> AIM
From the line containing "Note: mark the man's face" to the last line of the data below, copy everything exactly and nothing else; pictures stay out.

Pointing dataset records
• • • •

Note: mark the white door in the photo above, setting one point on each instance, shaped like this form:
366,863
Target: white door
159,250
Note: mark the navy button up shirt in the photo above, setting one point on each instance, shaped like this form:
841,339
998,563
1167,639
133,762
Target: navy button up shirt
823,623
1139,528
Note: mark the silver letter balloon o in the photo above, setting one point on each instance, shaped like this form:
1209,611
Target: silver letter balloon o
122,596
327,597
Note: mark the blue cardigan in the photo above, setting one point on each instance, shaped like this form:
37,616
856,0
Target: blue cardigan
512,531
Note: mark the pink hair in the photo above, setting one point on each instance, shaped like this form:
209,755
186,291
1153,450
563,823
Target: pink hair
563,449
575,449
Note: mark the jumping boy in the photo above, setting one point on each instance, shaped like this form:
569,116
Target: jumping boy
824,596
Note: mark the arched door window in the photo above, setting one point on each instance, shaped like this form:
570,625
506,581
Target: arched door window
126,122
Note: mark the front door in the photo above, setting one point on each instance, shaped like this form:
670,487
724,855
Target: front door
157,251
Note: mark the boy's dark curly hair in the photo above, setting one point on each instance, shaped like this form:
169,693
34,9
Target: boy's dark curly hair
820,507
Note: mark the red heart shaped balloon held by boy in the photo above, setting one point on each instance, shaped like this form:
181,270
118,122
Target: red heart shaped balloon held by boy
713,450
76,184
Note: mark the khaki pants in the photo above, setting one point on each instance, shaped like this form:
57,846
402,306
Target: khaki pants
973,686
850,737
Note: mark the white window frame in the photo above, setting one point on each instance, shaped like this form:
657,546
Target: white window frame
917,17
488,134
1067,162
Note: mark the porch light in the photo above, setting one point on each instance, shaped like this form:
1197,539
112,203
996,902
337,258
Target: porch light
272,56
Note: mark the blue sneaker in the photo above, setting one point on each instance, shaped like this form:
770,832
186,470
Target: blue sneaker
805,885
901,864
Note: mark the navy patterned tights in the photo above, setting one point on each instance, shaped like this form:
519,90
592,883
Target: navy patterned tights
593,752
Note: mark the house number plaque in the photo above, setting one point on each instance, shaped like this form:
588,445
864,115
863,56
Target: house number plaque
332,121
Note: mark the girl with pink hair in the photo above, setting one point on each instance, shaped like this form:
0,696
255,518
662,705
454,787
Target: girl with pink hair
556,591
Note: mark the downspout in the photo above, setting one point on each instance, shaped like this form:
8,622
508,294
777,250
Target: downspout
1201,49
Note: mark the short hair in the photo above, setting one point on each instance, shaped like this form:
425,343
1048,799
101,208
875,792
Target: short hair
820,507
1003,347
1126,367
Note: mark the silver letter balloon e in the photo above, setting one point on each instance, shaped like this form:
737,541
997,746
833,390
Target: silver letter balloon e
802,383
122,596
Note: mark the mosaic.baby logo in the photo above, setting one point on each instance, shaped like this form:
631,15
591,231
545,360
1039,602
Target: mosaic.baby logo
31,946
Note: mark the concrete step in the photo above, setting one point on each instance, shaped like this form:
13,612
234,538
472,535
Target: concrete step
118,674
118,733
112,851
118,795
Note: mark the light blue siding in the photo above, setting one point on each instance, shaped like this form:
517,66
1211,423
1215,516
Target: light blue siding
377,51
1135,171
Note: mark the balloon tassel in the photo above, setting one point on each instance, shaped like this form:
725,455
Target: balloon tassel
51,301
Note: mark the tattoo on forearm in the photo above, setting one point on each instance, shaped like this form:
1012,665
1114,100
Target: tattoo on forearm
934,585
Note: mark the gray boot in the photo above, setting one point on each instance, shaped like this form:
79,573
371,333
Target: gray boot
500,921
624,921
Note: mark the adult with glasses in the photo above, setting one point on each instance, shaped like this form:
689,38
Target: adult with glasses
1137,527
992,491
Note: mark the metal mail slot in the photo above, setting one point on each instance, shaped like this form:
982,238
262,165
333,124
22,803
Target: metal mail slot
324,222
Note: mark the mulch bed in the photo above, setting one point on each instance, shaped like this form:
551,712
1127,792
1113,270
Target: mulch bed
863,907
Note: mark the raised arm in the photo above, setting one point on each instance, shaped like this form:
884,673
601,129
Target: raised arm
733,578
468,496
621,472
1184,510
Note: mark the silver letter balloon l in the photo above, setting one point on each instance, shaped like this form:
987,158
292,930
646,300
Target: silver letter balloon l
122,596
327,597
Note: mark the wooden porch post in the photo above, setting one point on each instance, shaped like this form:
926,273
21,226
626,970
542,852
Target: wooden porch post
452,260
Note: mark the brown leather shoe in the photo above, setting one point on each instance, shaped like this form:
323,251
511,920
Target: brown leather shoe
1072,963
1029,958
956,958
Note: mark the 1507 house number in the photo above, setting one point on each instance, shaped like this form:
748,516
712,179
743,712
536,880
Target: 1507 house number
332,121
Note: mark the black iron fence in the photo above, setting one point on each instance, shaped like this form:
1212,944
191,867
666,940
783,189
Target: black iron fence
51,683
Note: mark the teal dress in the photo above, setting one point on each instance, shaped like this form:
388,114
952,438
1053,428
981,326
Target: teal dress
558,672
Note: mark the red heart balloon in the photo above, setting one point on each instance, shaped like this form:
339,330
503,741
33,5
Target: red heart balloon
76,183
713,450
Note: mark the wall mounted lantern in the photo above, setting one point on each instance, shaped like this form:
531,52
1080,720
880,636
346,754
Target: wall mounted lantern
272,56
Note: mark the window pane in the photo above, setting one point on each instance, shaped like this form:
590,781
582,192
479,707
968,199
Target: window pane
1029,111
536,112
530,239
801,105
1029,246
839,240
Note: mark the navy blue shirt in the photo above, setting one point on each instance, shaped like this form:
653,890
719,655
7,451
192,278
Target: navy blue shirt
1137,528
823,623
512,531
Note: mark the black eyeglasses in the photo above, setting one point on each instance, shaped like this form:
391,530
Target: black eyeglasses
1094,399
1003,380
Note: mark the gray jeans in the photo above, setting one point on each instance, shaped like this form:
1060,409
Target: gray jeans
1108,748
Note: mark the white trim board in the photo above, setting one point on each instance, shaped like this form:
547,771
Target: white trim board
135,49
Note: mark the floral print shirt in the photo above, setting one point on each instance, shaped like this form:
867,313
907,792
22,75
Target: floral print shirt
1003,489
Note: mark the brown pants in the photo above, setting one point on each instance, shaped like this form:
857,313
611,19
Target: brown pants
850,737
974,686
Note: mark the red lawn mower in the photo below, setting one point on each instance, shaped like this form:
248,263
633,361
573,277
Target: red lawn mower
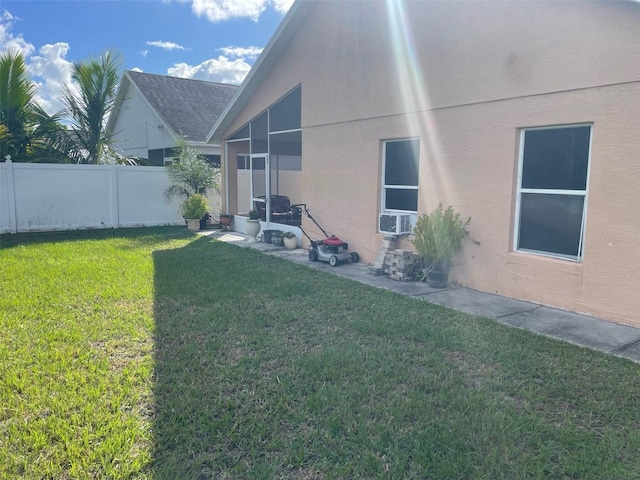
330,249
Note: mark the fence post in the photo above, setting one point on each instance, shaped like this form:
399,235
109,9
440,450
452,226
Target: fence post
115,215
11,198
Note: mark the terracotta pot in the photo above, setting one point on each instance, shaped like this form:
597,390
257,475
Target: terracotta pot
253,228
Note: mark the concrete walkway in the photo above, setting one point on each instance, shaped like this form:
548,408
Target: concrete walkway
584,330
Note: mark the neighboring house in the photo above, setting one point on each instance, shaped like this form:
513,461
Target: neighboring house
153,111
524,116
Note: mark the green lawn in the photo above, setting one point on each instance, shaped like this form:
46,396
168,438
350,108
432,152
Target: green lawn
150,353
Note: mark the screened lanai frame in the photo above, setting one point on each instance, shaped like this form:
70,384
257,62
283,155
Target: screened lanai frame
274,132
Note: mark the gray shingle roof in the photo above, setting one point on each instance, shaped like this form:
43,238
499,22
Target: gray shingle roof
189,107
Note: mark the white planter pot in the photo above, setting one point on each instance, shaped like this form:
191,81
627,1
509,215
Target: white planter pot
193,224
290,243
253,228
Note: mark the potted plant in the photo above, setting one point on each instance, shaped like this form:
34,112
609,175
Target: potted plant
253,225
290,240
225,221
193,209
438,236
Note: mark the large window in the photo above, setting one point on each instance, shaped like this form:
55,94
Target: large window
552,190
400,175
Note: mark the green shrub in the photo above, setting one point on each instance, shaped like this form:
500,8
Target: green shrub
439,234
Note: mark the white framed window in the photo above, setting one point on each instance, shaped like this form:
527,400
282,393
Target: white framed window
551,203
400,164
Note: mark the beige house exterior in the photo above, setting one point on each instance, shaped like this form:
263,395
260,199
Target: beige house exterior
525,116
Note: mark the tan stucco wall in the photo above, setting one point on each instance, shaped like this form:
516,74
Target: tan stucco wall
486,70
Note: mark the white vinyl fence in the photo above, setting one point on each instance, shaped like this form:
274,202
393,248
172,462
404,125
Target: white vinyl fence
42,197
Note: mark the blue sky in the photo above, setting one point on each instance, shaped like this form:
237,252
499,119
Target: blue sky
215,40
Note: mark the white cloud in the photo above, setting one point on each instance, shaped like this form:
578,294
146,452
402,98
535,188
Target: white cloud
221,10
166,45
51,71
219,69
10,42
241,52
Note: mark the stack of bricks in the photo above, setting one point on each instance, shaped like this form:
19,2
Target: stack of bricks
402,265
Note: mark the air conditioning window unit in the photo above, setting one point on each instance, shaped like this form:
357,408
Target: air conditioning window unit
394,223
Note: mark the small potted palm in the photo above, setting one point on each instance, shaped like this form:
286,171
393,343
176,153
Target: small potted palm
193,209
437,237
290,240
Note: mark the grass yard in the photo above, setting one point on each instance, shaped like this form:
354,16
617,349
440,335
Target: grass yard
150,353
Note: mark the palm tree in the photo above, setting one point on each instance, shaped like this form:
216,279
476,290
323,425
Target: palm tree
88,108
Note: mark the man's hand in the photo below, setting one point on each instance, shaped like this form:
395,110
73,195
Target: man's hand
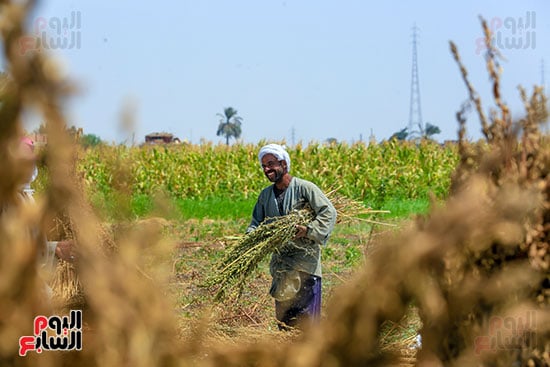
65,251
301,231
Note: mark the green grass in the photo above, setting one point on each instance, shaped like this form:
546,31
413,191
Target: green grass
231,209
215,208
404,208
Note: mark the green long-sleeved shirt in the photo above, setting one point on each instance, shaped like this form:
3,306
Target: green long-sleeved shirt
305,255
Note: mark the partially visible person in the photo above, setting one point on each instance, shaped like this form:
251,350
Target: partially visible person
296,269
52,250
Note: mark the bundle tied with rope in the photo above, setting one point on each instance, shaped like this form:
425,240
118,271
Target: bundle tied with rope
274,235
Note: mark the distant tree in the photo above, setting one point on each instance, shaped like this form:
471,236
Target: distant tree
90,140
230,124
400,135
430,131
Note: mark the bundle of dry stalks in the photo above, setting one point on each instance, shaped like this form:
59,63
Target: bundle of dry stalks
243,257
273,235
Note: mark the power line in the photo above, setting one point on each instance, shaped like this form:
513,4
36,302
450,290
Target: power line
416,125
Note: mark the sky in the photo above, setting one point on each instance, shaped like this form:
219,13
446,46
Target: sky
294,70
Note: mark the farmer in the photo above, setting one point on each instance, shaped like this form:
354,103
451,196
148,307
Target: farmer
26,159
296,269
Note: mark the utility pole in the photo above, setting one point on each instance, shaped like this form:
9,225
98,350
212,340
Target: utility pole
542,81
416,124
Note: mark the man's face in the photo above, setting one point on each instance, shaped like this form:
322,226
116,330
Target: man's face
273,168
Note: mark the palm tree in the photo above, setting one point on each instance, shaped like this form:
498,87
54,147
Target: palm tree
230,124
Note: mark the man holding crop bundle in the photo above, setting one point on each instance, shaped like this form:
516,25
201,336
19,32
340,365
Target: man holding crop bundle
296,269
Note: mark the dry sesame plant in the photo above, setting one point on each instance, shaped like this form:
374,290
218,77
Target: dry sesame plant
127,320
475,269
273,235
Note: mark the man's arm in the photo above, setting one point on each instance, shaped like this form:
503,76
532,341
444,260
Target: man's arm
258,215
321,227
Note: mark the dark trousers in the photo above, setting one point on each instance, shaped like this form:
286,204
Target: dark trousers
304,308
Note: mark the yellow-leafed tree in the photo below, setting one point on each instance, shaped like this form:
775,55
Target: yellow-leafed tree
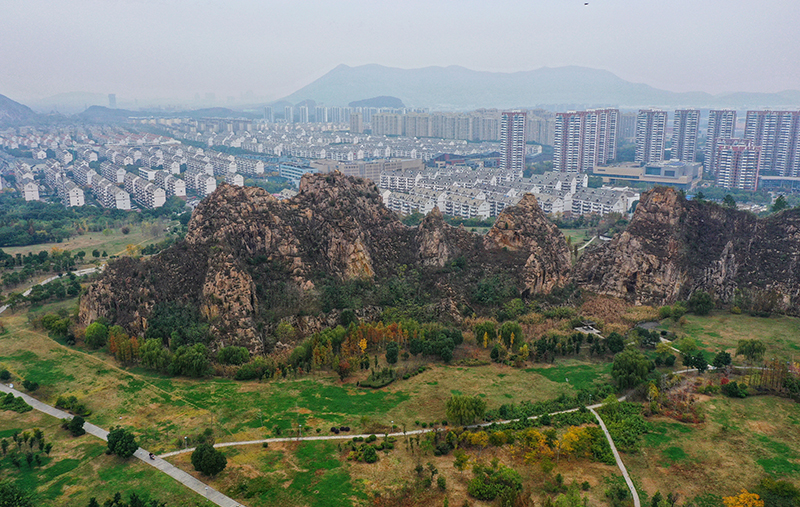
743,499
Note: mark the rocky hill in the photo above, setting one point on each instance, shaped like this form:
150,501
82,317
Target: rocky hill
674,247
249,260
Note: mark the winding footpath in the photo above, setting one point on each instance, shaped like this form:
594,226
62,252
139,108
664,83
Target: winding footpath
224,501
79,272
179,475
620,464
218,498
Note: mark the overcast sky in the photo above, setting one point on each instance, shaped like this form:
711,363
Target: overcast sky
178,48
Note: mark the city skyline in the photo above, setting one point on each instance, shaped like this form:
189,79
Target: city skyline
264,51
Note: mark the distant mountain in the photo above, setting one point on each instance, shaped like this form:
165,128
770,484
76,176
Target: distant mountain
458,88
382,101
70,102
220,112
102,114
14,112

• • • •

> FINAL RESULT
Note: mark the man's face in the photo above, setting one point on each instance, shaped like this form:
322,226
116,330
Target: man's face
273,168
Note: mark the palm tree in the photo above, setting one point on each instance, shaped like this form:
498,87
54,147
Target: palm tree
230,124
Note: mark the man holding crop bundle in the photo above, setting one point on each instance, shaped like this form:
516,25
201,336
19,32
340,365
Target: man holding crop bundle
296,269
Note: mark the dry sesame plant in the photo above, setting one point on each instance, shaped like this form:
374,290
218,77
Target: dry sesame plant
127,320
475,269
273,235
Note: mark the man's arm in the photo above, setting one point on each instance, shaped like this form:
503,76
532,341
444,260
Target: man's arm
258,215
321,227
Note: mark the dark trousers in the photo above, setting one point on each instance, shaped like this form:
286,204
Target: dark trousers
304,308
Note: mark the yellow-leafed tree in the photo below, setting one point on each instance, shaped like this form:
775,55
Target: yellow-leafed tree
743,499
Note: mark the rocky hill in the photo above, setting one point on each instance, shaped like this form:
150,501
82,317
Target: rocky hill
674,247
249,260
Note: mark the winding footpath in the photo above, setting one point on each instance, shaped like this form:
594,226
62,252
139,108
664,83
Target: winding footpath
224,501
79,272
179,475
620,464
218,498
Note: mark the overcast sky in the photo above, setting one point on each instance, shaped like this form:
711,363
Target: overcast sky
178,48
Note: mark the city skyline in the photo above, setting one point on each instance, shaped like this form:
189,79
Target: city skyline
264,51
Note: mark the distant mountain in the photo above, setting one point on each instance, shaped like this form:
165,128
770,484
76,176
Target: distant mountain
458,88
382,101
70,102
220,112
102,114
14,112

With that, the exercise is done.